Written exercise — Write each line exactly as it stands, from the line containing "[locate] turned wooden" through the end of the data.

#### Input material

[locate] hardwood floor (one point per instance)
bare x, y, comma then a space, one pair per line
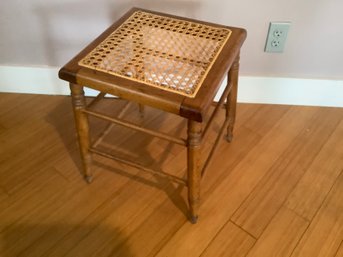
276, 190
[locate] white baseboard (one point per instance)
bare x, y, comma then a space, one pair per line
44, 80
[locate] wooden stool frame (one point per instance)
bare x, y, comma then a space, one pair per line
191, 109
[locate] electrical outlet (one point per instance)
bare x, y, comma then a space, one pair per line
276, 38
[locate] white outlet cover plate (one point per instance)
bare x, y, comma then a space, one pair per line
276, 38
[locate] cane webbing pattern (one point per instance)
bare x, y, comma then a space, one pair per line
171, 54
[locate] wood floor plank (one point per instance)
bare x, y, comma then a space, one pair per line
325, 233
281, 236
340, 251
46, 209
230, 241
192, 240
313, 187
271, 192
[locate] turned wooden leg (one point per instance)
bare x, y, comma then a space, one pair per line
231, 100
82, 127
194, 172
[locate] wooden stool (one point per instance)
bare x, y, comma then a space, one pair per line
170, 63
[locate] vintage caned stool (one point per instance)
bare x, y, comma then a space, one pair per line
167, 62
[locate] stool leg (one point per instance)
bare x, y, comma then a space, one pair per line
193, 162
231, 100
141, 110
82, 127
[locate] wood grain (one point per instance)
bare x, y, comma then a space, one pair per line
281, 235
270, 193
314, 186
325, 233
46, 209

########

Result of the exercise —
[locate] turned wooden leg (one point per instance)
bare x, y, comma then a space, one pair per line
231, 100
82, 127
194, 172
[locate] wooden stool (one point per instance)
bare x, y, comma then a space, one pair per line
170, 63
[locate] vintage caned stool (one point per instance)
bare x, y, comma then a space, one pair per line
167, 62
[locate] stool leg (one point per instance)
bare x, y, comma then a space, one pair per line
193, 162
231, 100
141, 110
82, 127
[locate] wood grain (one point per instance)
bare x, y, comma then a space, one pair per line
281, 235
270, 193
314, 186
325, 233
46, 209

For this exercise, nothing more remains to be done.